>> BEGIN Passage shown

I was on the ASP tour for a long time and then they switched to WSL and they changed a bunch of rules, which made it harder for performance longboarding. Myself and a lot of other guys I know all kinda dropped off. We asked them for years to do a single fin only contest and have a separate thruster plus performance side, because it’s so hard to judge…someone might do an epic noseride on a single fin and then someone might do huge turns, vertical manoeuvres, little airs and stuff on a thruster or a quad. How can you say who’s better? For me it’s similar to having someone on a twin fin, for example, on a shortboard tour. Like, how would the judges judge that?
Then WSL sent us all the upgraded rules for this year and they’ve finally done it and gone to single fin only. If you don’t ride a single fin with very specific dimensions, you can’t surf. So now it’s a classic contest and they’ve opened the opportunity for us to have a high performance one.
Amazing. How far along are the plans for it?
Still in the early stages. We’ve got to look for investors and so on but for now I’ve just used my own capital to support the first event, which is going to be at Noosa Fest. I’ve always loved Noosa Fest and Josh Allen, who’s running it now, so I was really keen to do that.
The prize money for longboarding has always been nothing, so if you’re on the longboard tour you pretty much always have to fund yourself. My shortboard friends are like ‘man, we’re making loads and you’re over there doing part time jobs here, there and everywhere you so you can go on tour’. I’d like this new tour to be a Championship Tour, exactly like WSL has, so that you’re paid to be there, there are big sponsors and you can actually be a professional athlete. So yeah, I’ve put up 10 grand of prize money for Noosa Fest.
So it’s starting in Noosa but you’re hoping to tour in the future?
Yes. We have had a few one-off events in Makaha and we might just do the finals there every year, kind of like WSL has their finals.
I’m talking to West Aus with Josh Allen and we’re hoping that we might get an event there, maybe at Margaret River and maybe Snapper Rocks.
Wave pools and gardens are becoming a big part of the global surf scene, so I’d love for them to be incorporated into the tour too. We’re also in talks about doing training camps at the pools which could be promoted by the tour. You can really progress surfing so much more in a pool. The wave is consistent and the coach is standing right beside you, and can even talk into your ear using bluetooth. These camps could also open up opportunities for the surfers who are on tour to make some extra money coaching, in between events.
There are more and more pools getting built around the world, which is providing opportunities for countries that don’t have any surf to host the Olympics as well.
Is the Olympics a part of your vision?
Yes, I think high performance would be a perfect fit for it, especially because this coming Olympics is at Teahupo’o. I love surfing there…with my longboard!

>> END Passage shown
>> BEGIN Entries

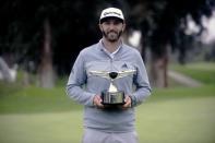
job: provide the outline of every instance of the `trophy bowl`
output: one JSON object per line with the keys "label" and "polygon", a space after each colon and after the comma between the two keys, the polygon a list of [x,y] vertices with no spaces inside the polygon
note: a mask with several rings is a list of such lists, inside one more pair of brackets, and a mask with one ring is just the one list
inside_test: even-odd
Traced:
{"label": "trophy bowl", "polygon": [[124,104],[124,93],[122,91],[118,92],[101,92],[103,105],[123,105]]}
{"label": "trophy bowl", "polygon": [[126,104],[124,103],[124,92],[119,91],[114,81],[116,79],[129,76],[133,74],[135,70],[127,70],[121,72],[106,72],[106,71],[91,71],[91,74],[97,75],[110,80],[110,85],[108,90],[101,92],[101,104],[106,107],[116,107]]}

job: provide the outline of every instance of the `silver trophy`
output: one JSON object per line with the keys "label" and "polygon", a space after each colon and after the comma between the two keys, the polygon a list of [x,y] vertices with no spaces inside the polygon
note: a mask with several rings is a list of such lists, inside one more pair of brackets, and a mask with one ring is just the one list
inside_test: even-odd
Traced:
{"label": "silver trophy", "polygon": [[114,81],[120,78],[132,75],[135,70],[124,70],[120,72],[107,72],[107,71],[89,71],[89,74],[105,78],[110,80],[109,88],[101,92],[103,105],[123,105],[124,92],[118,91]]}

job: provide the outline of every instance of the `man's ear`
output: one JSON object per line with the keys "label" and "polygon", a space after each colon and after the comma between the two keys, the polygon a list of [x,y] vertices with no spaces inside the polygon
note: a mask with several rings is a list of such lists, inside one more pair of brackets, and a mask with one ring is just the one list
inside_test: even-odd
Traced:
{"label": "man's ear", "polygon": [[127,24],[123,23],[123,25],[122,25],[122,32],[124,32],[126,27],[127,27]]}
{"label": "man's ear", "polygon": [[100,23],[98,24],[98,27],[99,27],[99,29],[103,32],[103,26],[101,26]]}

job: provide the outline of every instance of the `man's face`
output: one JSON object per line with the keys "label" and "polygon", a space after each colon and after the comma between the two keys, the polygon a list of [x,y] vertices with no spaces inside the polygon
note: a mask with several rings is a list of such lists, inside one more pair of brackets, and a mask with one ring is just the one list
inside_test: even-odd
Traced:
{"label": "man's face", "polygon": [[104,37],[108,41],[115,43],[120,38],[126,25],[120,20],[108,19],[99,24],[99,27]]}

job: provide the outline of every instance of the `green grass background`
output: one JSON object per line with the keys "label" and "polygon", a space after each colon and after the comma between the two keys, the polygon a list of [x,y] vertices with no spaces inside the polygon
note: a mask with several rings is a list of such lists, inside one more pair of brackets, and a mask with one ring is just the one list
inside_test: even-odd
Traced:
{"label": "green grass background", "polygon": [[[214,65],[170,67],[204,85],[154,88],[136,107],[140,143],[215,143]],[[83,107],[65,96],[62,85],[44,90],[0,83],[0,143],[80,143],[82,116]]]}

>> END Entries

— Tasks to perform —
a: In the interview about the high-performance longboard tour, how much prize money has the speaker put up for Noosa Fest?
b: Write the next part of the interview about the high-performance longboard tour, picking up after its final line.

— The results —
a: 10 grand.

b:
My friend Andre Derizans is the one who’s mainly been running everything for this high performance tour over the past year and he’s been working with ALAS, the South American tour. He’s from there so he knows them all well. ALAS controls part of what gets set up with the Olympics with ISA because they have the same CEO…it’d be amazing if our tour was supported by them to give us a boost to put high performance longboarding in it.
All sounds exciting. Maybe one day you’ll come to Europe too?!
Yeah, I’d love to see if we can get over there.
You say it’s in early stages, but do you have an idea of when people will be able to find out more about the tour and what’s going to happen?
After Noosa Fest, I think. It’s already had a massive response from what we’ve put out there about that one, so there’s an obvious want for it. So…very soon!
Aside from helping to set it up and putting in the capital for the prize money, what role are you taking in all of this?
Who’s doing what is something that we still need to figure out.
Do you have a day-to-day job on the side of all this stuff?
Yeah, I own a surf shop in Vancouver Island and I’m expanding to Waikiki in Hawaii, actually, so I can be back there. I’m working with Akila Aipa and we’re going to start making a lot more tour performance longboards in a factory we have there. I’m also working with Peter White, from Classic Malibu in Noosa Heads. He used to run the contest for years with the club there and he passed it onto Josh Allen, who I’m working with now too.
It all goes hand in hand then. Are there any other ways that your experience as a surfer has had an influence on what you want to do with this new tour?
Well, travelling was definitely a big part of it. Once I got onto the team in Hawaii we’d go to California, Tahiti and what not. I also got into sailing the Hawaiian canoes and I did that around the world. I always took boards with me when I sailed, so it meant I got to surf various islands that no-ones been to, which really gave me the travel bug.
After I graduated university I went to Japan. I went there for two weeks and I ended up staying for eight years, living in Chiba and surfing in pretty much every spot there is in the country. I love it there because when the waves get really big there’s less people, the opposite to where I grew up! I was on the circuit there for a long time and also travelled to and competed in Indonesia, Australia and Taiwan.
When I first went to Japan there were maybe only one or two other high performance longboarders there. But after they saw what I could do on that board, and I was coaching more people who started getting really good, it got more and more popular. I was riding for Dick Brewer in Japan and when I was there their longboard sales went up 150%. People realised that it was so much easier to paddle, you could catch everything and you could buy one board to ride everyday, whether it’s big or small. So all of that boosted the high performance longboarding scene massively.
What will be the criteria for surfers to enter this new tour then?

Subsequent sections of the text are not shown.